-- start of Text to read --
WebFund 2014W: Tutorial 2

From Soma-notes
Revision as of 21:13, 16 January 2014 by Soma (talk | contribs)

In this tutorial you will be learning the basics of debugging Node-based web applications in the context of a simple web form application.

First download, unpack, and run form-demo. To run you just need to type node app.js; the modules are included.

Then, you should try to do the following tasks.

Tasks

  • Figure out what happens when you delete six distinct lines from the application of your choosing. In other words, delete a line, restart the web app, see what happened. You should delete at least one line from app.js, views/layout.jade, view/index.jade, and routes/index.js.
  • Change the output page views/add.jade to use a bootstrap list with an embedded table, as described in the bootstrap reference. In other words, make the output into a pretty table. To do this you'll need to better understand the syntax of Jade.
-- end of Text to read --
-- start of Provided material --
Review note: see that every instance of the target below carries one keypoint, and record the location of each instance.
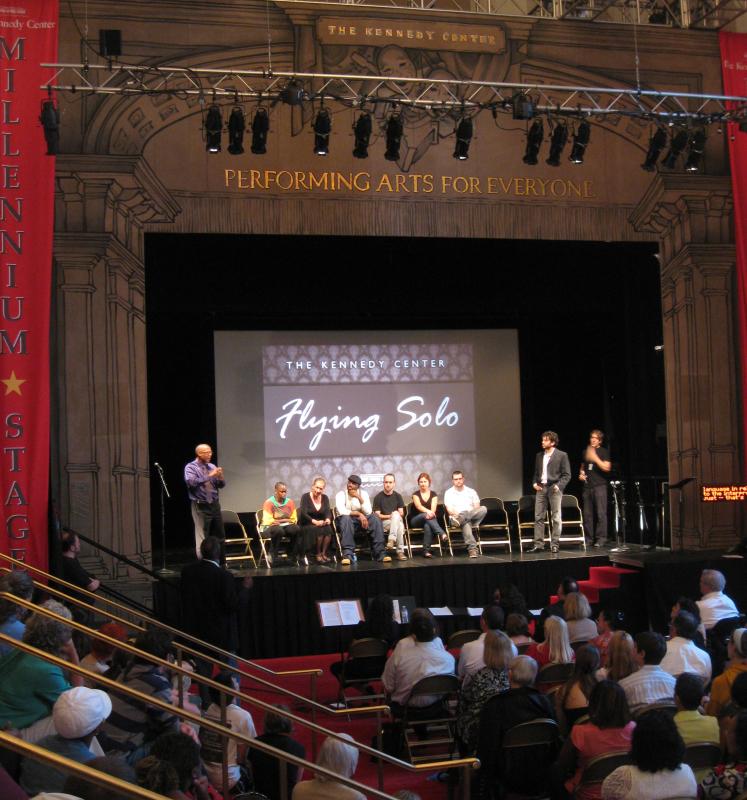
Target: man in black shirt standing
(595, 469)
-- end of Provided material --
▸ **Written problem**
According to the tutorial, what command runs form-demo? The material above plays no part here.

▸ **Response**
node app.js